AIM - Reproduce the line that holds "give the outline of every instance of the woman's" together with all the lines after it up to the end of the entries.

# start of ROWS

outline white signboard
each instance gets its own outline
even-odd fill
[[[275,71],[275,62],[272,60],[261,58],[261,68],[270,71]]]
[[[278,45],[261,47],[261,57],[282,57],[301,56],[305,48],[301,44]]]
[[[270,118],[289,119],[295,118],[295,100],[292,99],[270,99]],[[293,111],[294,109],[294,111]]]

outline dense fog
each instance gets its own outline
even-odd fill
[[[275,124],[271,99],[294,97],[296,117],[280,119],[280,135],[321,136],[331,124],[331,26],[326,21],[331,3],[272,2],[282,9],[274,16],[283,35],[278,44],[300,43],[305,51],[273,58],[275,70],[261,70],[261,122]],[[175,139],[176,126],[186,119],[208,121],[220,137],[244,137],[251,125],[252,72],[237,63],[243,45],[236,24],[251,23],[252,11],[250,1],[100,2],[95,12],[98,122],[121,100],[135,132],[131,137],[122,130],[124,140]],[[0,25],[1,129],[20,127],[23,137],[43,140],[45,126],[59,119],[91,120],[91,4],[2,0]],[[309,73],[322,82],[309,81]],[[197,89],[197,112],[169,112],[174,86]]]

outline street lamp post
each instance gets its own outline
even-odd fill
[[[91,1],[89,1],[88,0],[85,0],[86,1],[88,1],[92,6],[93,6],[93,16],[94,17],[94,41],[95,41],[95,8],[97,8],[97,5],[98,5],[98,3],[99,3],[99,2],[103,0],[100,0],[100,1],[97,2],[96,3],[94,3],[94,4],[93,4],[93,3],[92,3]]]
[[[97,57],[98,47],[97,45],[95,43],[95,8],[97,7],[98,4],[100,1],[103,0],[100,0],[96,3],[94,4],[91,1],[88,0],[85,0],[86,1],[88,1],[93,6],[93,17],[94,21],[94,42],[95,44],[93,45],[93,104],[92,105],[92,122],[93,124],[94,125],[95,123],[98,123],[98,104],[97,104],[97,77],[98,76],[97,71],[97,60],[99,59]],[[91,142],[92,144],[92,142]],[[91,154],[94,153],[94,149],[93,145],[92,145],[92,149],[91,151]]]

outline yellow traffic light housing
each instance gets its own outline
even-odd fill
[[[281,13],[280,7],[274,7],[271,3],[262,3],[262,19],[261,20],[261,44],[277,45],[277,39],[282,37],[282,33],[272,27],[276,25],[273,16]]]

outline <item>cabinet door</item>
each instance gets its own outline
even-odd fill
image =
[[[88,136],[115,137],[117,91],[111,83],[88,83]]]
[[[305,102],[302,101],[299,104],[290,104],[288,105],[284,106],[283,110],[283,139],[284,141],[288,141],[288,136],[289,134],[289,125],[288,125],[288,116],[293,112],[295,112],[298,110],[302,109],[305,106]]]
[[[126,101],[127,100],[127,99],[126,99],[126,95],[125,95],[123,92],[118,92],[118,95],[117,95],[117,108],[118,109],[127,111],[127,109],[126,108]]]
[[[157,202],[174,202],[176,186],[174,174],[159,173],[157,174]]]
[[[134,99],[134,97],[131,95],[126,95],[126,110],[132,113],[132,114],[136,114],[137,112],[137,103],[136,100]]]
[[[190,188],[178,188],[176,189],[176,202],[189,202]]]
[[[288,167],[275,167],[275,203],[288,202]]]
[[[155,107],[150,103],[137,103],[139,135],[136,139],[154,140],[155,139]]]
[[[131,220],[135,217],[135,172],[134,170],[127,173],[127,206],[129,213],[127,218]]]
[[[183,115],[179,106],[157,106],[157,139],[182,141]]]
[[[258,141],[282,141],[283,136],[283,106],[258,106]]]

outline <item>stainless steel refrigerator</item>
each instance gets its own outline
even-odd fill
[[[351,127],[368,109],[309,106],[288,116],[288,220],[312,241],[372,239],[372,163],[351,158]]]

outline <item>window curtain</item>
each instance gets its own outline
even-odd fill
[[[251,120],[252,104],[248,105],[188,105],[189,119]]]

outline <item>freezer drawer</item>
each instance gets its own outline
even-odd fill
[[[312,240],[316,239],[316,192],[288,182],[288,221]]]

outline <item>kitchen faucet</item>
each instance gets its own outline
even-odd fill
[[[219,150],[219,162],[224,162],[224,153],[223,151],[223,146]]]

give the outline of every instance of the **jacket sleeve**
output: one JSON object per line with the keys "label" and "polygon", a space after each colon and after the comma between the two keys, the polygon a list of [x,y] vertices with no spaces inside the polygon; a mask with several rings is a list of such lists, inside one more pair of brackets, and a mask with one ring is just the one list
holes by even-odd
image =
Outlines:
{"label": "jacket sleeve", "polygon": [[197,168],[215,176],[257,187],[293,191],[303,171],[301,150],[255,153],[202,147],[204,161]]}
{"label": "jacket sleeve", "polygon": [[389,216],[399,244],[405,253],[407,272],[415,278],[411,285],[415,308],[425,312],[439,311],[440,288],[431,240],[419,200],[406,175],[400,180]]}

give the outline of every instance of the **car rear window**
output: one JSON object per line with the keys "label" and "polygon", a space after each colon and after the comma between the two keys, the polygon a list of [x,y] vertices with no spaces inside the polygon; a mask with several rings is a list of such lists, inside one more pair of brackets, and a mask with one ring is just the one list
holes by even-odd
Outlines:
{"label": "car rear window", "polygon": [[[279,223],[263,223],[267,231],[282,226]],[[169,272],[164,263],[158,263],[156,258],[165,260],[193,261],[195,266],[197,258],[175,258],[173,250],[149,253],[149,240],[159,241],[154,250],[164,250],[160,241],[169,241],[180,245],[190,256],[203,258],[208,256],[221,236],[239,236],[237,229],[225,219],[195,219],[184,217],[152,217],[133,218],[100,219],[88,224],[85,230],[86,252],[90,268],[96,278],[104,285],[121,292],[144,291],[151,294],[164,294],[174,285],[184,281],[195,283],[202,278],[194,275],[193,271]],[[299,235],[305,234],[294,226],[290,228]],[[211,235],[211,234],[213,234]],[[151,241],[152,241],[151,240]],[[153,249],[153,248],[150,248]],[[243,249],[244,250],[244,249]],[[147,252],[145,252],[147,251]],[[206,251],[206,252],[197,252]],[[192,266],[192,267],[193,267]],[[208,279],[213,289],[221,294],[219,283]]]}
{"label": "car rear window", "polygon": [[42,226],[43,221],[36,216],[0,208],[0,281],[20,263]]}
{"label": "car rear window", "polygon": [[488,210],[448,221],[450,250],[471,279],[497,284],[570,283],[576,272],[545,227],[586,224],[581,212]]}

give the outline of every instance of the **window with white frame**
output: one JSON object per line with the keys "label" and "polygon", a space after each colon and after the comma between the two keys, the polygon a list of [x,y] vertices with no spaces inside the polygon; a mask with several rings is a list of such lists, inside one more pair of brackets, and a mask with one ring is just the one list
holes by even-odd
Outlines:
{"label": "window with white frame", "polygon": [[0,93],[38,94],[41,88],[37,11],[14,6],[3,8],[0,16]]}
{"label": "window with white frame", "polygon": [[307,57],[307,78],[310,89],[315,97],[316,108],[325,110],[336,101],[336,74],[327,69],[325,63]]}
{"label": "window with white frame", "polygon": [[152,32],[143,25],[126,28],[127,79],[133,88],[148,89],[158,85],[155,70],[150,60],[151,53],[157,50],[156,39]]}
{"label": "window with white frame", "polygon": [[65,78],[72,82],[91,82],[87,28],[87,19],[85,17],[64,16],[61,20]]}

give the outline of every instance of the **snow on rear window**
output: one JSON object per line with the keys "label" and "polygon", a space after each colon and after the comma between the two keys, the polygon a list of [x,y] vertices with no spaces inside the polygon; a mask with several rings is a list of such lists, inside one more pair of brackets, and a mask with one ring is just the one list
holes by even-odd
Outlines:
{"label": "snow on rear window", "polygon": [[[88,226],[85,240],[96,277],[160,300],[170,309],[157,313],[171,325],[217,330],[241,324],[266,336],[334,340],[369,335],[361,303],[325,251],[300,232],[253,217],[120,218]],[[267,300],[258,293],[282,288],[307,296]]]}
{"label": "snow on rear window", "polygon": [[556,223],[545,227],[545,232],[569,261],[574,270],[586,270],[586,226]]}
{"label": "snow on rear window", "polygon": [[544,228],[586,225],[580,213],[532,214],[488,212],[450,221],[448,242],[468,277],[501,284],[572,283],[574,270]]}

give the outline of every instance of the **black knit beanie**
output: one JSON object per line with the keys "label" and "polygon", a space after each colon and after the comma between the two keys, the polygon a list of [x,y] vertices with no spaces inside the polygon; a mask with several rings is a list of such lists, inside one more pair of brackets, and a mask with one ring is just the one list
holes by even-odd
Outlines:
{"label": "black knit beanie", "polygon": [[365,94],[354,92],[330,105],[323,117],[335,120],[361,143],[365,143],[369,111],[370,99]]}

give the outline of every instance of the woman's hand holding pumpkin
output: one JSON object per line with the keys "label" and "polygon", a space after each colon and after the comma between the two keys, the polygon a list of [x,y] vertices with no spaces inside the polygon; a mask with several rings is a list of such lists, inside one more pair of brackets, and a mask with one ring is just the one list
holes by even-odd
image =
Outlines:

# end of ROWS

ANSWER TO THE TASK -
give the outline of every instance of the woman's hand holding pumpkin
output: one JSON object per line with the keys "label" and "polygon", a space after each colon and after the comma between the two keys, the polygon a list of [x,y] vertices with no spaces inside the polygon; a mask with several rings is a list of such lists, inside one more pair of brackets, and a mask with one ring is just the one list
holes by even-odd
image =
Outlines:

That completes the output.